SHORT EXERCISE — Repeat all the records exactly, omitting pictures.

#### SOURCE RECORDS

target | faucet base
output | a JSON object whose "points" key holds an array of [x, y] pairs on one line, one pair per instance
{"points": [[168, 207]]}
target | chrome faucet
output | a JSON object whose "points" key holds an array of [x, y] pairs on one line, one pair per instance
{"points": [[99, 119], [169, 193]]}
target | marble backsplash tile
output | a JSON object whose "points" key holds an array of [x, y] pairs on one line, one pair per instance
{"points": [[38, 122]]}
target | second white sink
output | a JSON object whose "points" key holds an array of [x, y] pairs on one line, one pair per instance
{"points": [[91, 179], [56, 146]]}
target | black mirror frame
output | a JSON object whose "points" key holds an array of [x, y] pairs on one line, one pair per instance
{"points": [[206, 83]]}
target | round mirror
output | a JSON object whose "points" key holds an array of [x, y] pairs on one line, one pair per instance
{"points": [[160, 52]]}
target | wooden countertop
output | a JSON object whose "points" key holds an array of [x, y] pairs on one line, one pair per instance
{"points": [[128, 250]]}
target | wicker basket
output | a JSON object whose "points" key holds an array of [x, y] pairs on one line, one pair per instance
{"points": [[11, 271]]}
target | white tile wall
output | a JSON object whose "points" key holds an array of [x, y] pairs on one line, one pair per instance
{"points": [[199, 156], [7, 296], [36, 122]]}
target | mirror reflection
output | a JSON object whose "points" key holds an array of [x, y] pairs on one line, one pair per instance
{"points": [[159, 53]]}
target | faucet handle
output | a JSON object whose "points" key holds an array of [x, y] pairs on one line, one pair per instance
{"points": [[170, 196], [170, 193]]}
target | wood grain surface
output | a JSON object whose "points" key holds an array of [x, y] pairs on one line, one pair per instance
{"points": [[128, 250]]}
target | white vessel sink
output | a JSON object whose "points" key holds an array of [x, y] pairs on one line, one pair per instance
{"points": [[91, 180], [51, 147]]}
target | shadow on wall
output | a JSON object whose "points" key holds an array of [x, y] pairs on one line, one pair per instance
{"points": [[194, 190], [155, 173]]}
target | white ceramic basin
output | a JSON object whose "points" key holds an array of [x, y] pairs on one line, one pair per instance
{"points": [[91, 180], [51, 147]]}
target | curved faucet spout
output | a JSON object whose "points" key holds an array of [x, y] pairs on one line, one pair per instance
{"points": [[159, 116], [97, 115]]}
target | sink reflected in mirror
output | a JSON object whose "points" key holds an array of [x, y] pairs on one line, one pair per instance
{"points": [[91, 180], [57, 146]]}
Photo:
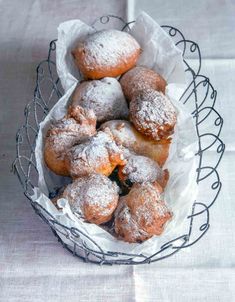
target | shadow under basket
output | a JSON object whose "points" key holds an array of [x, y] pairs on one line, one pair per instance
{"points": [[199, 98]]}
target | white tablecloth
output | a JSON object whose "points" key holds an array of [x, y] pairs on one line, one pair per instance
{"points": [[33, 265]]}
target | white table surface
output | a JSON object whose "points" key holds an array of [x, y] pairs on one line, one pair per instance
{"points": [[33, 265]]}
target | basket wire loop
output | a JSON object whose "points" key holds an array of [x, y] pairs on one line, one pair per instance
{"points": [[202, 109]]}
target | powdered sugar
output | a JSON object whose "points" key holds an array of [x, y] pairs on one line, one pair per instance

########

FULL RESPONSE —
target | faucet base
output | a JSON object whose "points" key holds an array of [x, y] pairs on one line, one pair per instance
{"points": [[168, 207]]}
target | chrome faucet
output | a JSON object whose "points" key holds an array of [x, y] pairs on one line, one pair per instance
{"points": [[99, 119], [169, 193]]}
target | marble backsplash tile
output | a JSON object whose "points" key holds an array of [x, y] pairs on one line, one pair per instance
{"points": [[38, 122]]}
target | second white sink
output | a JSON object whose "points" key holds an array of [x, y] pairs on one line, one pair per instance
{"points": [[91, 179], [56, 146]]}
target | black mirror frame
output | a JSON object whose "points" key holds an array of [x, y] pairs on one line, one pair per instance
{"points": [[206, 83]]}
target | round mirror
output | a JSON object whose "points" key holds an array of [x, y] pairs on one line, one pair per instance
{"points": [[160, 52]]}
target | wooden countertop
output | a JSON object whose "points" key holds an array of [x, y] pairs on one line, one pair per instance
{"points": [[128, 250]]}
target | wicker basket
output | a JSON object whose "points" key holds an array of [x, y] pairs on one line, one pair per instance
{"points": [[11, 271]]}
target | white tile wall
output | a JSON object whose "points" key holds an array of [x, y] pairs on one line, one pair per instance
{"points": [[199, 156], [7, 296], [36, 122]]}
target | mirror reflection
output | a JSON object whose "points" key holds an array of [x, y] pairs on one line, one pair per instance
{"points": [[159, 53]]}
target | faucet handle
output | a JSON object whose "points" key holds an array of [x, y] pairs on one line, one pair per instance
{"points": [[170, 196], [170, 193]]}
target | wood grain surface
output | a JSON object whose "points" key holds an array of [x, y] pairs on one line, one pair per instance
{"points": [[128, 250]]}
target | white vessel sink
output | a JSON object whose "points" key holds an array of [x, y] pairs on one line, one pair per instance
{"points": [[91, 180], [51, 147]]}
target | shadow on wall
output | a JSON object whose "points" key holds an array of [x, y] pairs on one line, one pair per instance
{"points": [[194, 190], [155, 173]]}
target | white ceramic basin
output | a JSON object whose "points" key holds an array of [x, y] pairs on one line, one pair per instance
{"points": [[91, 180], [51, 147]]}
target | curved faucet spout
output | a JSON object whose "points" key holds an array of [x, y] pairs on one line, one pair per instance
{"points": [[159, 116], [97, 115]]}
target | sink reflected in mirror
output | a JSON object whose "points" key holds an array of [x, y] pairs on one line, one pair per instance
{"points": [[91, 180], [57, 146]]}
Photo:
target | shadow under basket
output | a JSON object whose "points" key holds an array of [x, y] pairs on one line, one pair per instance
{"points": [[199, 98]]}
target | white tablecloth
output | a JSON object whose "points" key holds an array of [x, y] pairs on one line, one pair per instance
{"points": [[33, 265]]}
target | white table surface
output | a JSON object whose "points" key holds an array of [x, y] pairs on one line, one pair per instance
{"points": [[33, 265]]}
target | basket wire loop
output | a JSON object whose "points" key holds an array of [x, y] pairs on one line, one pair per instance
{"points": [[202, 109]]}
target | powdered sugar
output | a JSON object whose "points" key holds an array of [x, y] pairs on one line, one pair per instance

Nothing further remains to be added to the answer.